Data =>
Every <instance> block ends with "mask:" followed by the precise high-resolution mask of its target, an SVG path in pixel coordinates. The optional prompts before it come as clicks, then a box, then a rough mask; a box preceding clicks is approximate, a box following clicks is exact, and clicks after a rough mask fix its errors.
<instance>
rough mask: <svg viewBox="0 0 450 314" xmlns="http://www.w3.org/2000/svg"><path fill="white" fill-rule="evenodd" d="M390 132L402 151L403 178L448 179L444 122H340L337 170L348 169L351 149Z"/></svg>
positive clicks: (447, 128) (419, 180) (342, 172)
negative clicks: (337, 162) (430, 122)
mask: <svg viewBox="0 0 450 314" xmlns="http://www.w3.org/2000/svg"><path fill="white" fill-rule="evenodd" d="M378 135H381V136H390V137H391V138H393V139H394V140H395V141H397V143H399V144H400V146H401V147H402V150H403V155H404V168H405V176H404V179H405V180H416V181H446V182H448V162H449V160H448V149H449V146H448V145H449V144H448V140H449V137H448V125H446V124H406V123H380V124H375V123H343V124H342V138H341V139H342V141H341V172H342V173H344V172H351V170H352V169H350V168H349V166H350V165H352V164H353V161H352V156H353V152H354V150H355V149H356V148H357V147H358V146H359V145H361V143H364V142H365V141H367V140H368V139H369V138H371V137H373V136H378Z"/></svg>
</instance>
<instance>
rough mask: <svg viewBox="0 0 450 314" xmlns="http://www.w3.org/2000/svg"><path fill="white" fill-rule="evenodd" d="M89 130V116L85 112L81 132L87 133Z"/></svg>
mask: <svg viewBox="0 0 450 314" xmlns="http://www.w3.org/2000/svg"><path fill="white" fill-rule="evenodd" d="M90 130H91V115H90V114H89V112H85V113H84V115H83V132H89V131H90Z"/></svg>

What is being asked => Beginning with the first line, transcribe the complete listing exactly.

Response area =>
Every <instance> block ends with "mask:" followed by the precise high-resolution mask of its target, an SVG path in pixel coordinates. The optional prompts before it come as clicks, then a box, then a rough mask; a box preceding clicks is approximate, a box following clicks is exact, and clicks after a rough mask fix its errors.
<instance>
rough mask: <svg viewBox="0 0 450 314" xmlns="http://www.w3.org/2000/svg"><path fill="white" fill-rule="evenodd" d="M390 132L402 151L403 178L448 179L444 122H340L337 170L348 169L351 149Z"/></svg>
positive clicks: (447, 128) (419, 180) (342, 172)
negative clicks: (337, 162) (430, 122)
mask: <svg viewBox="0 0 450 314" xmlns="http://www.w3.org/2000/svg"><path fill="white" fill-rule="evenodd" d="M378 135H381V136H390V137H391V138H393V139H394V140H395V141H397V143H399V144H400V146H401V147H402V150H403V155H404V168H405V176H404V179H405V180H416V181H446V182H448V162H449V160H448V149H449V146H448V145H449V144H448V140H449V137H448V125H446V124H406V123H380V124H375V123H343V124H342V138H341V139H342V141H341V172H342V173H344V172H351V170H352V169H350V168H349V166H350V165H352V164H353V161H352V156H353V152H354V150H355V149H356V148H357V147H358V146H359V145H361V143H364V142H365V141H367V140H368V139H369V138H371V137H373V136H378Z"/></svg>
</instance>
<instance>
rough mask: <svg viewBox="0 0 450 314" xmlns="http://www.w3.org/2000/svg"><path fill="white" fill-rule="evenodd" d="M89 130V116L85 112L81 132L87 133Z"/></svg>
mask: <svg viewBox="0 0 450 314" xmlns="http://www.w3.org/2000/svg"><path fill="white" fill-rule="evenodd" d="M90 130H91V115H90V114H89V112H85V113H84V115H83V132H89V131H90Z"/></svg>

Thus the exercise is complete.